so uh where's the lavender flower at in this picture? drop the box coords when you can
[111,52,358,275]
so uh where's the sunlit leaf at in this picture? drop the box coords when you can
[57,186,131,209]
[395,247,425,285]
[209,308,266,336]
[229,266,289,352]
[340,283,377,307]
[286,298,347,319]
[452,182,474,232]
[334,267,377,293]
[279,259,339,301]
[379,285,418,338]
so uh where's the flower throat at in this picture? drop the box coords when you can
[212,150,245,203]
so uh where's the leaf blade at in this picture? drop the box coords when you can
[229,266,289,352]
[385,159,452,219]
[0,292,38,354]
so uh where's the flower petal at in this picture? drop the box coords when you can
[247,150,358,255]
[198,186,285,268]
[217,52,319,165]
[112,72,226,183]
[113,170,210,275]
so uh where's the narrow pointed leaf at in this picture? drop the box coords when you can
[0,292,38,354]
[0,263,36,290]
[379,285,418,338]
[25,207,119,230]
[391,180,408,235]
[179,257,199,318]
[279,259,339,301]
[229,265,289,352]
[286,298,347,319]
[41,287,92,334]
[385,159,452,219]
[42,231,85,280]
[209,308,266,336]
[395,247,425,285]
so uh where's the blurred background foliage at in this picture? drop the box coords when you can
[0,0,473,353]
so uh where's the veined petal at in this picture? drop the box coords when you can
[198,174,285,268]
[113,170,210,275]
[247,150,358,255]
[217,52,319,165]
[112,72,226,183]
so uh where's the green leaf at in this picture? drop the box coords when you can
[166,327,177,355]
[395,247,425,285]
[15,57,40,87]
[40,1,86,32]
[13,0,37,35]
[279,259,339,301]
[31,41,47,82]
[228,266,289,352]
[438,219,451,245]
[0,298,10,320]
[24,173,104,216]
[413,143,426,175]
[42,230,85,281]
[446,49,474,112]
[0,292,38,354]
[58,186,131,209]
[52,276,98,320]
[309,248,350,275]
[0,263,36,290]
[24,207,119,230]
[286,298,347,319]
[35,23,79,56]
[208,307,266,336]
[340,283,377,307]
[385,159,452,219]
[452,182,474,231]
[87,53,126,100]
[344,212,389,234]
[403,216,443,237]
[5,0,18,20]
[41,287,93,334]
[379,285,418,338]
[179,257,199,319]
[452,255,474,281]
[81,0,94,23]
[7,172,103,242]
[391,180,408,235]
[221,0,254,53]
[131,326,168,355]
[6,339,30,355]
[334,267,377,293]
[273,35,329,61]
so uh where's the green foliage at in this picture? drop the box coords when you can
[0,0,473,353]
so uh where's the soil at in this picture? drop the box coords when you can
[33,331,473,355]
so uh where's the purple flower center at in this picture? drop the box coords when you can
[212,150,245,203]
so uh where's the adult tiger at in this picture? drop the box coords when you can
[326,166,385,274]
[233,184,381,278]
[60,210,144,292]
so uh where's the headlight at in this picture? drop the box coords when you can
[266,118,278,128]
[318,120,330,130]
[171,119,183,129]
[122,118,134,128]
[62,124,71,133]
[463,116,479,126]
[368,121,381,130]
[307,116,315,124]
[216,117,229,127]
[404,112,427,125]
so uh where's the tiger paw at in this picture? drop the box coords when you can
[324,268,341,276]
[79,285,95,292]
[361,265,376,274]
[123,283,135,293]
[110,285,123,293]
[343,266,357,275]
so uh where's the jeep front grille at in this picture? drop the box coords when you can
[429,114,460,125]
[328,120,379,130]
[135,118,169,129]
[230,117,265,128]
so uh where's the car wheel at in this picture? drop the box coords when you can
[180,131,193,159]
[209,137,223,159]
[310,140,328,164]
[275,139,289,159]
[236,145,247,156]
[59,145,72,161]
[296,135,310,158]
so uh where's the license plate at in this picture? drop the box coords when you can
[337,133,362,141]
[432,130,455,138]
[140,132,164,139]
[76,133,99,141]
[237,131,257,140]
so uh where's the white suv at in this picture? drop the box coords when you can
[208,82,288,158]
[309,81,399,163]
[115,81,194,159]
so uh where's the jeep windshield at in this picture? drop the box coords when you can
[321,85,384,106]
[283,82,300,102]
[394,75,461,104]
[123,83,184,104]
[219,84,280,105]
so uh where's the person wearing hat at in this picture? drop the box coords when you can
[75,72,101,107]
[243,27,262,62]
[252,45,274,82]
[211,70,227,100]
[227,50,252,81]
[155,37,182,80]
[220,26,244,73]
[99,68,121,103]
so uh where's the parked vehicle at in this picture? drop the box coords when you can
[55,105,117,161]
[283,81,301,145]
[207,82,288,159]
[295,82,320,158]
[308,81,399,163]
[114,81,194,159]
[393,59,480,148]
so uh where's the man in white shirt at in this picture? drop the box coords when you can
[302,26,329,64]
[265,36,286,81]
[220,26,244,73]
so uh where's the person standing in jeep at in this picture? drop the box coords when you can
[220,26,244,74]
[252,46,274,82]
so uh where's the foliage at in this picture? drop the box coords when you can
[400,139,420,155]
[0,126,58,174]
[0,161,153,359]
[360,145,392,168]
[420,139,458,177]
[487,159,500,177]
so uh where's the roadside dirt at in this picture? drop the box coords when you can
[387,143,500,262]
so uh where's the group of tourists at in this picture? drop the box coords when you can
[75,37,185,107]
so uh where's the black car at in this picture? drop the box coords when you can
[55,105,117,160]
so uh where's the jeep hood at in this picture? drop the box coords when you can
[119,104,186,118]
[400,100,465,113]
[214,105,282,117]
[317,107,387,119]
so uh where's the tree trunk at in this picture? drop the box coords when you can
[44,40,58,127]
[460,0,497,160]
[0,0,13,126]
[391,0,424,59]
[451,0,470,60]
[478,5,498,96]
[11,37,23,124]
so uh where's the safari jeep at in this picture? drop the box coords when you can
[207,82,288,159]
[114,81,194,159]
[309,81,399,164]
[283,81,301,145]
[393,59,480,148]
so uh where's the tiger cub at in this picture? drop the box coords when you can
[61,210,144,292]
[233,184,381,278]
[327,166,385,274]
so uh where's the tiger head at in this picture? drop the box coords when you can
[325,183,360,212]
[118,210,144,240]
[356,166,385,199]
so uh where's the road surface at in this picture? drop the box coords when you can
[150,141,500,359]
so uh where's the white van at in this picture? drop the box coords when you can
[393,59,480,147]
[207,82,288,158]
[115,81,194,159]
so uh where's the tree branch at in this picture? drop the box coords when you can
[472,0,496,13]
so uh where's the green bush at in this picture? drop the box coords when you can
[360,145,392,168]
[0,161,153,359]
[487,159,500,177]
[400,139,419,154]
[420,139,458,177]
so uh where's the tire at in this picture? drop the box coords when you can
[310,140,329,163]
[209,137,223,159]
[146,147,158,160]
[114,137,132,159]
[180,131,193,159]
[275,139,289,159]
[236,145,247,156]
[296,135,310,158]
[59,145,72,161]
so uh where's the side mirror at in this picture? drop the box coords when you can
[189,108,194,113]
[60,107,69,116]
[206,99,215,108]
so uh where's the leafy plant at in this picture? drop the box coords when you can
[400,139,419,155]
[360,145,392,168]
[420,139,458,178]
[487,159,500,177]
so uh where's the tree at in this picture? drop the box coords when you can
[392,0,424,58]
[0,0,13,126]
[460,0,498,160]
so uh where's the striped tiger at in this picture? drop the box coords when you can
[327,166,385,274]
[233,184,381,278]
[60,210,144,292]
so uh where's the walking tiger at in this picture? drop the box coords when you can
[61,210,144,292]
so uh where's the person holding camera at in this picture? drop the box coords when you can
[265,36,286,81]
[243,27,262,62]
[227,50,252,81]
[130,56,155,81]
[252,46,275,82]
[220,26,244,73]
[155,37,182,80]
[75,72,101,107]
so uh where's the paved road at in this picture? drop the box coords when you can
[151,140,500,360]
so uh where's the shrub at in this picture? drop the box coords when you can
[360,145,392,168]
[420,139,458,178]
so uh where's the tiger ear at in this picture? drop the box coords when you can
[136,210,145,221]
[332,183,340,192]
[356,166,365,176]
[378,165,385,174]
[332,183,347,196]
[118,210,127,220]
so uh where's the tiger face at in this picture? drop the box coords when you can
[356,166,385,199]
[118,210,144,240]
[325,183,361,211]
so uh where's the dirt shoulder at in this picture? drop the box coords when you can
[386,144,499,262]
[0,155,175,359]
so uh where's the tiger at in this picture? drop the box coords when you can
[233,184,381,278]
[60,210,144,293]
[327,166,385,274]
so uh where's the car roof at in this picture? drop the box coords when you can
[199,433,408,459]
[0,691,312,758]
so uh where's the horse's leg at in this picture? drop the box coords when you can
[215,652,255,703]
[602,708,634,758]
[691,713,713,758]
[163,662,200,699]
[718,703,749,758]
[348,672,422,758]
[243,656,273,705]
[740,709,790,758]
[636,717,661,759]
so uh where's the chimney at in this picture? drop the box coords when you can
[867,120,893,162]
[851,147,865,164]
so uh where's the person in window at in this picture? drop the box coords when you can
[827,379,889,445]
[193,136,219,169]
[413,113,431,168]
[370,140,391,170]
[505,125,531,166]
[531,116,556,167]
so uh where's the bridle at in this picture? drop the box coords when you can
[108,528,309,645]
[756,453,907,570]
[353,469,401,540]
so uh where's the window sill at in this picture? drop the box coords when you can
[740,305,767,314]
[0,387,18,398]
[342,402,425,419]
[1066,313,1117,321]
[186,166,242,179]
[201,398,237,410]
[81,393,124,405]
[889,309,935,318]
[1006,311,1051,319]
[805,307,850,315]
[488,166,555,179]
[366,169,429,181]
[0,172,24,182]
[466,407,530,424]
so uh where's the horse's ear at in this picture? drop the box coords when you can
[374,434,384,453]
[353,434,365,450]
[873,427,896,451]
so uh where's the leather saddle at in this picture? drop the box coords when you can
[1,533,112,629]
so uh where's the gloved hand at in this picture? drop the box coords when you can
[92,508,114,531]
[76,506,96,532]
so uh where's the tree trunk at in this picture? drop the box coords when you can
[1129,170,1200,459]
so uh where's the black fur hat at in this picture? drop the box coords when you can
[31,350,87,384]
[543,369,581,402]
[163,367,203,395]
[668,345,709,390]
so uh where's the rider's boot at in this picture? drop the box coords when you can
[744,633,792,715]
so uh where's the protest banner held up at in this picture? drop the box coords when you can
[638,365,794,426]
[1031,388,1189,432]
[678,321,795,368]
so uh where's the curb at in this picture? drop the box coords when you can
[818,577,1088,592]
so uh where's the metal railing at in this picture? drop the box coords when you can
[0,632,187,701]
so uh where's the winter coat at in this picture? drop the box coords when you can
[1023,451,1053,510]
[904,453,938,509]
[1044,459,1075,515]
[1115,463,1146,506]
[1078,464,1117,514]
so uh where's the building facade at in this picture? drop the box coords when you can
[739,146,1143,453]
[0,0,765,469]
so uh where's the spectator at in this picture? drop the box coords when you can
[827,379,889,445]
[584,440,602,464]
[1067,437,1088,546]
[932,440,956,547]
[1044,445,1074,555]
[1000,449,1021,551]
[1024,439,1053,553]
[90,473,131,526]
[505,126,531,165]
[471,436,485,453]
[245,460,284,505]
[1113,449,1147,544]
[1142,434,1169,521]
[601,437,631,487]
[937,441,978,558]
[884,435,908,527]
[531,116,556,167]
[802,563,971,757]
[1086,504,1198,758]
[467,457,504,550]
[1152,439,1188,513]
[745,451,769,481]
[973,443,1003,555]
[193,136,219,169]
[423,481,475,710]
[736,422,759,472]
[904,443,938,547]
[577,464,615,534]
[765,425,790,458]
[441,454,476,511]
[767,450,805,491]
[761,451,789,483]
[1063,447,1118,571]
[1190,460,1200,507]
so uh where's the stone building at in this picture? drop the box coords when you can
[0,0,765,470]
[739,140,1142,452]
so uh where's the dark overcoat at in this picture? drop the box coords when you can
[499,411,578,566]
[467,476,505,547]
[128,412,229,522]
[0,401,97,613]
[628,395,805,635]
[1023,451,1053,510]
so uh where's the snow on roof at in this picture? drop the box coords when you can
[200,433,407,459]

:::

Starting at the line that contains "so uh where's the snow", print every line through the end of the listing, word for word. Leave out all the rest.

§ **Expected output**
so uh where's the snow on roof at in this picture? drop the box coords when you can
[200,433,407,459]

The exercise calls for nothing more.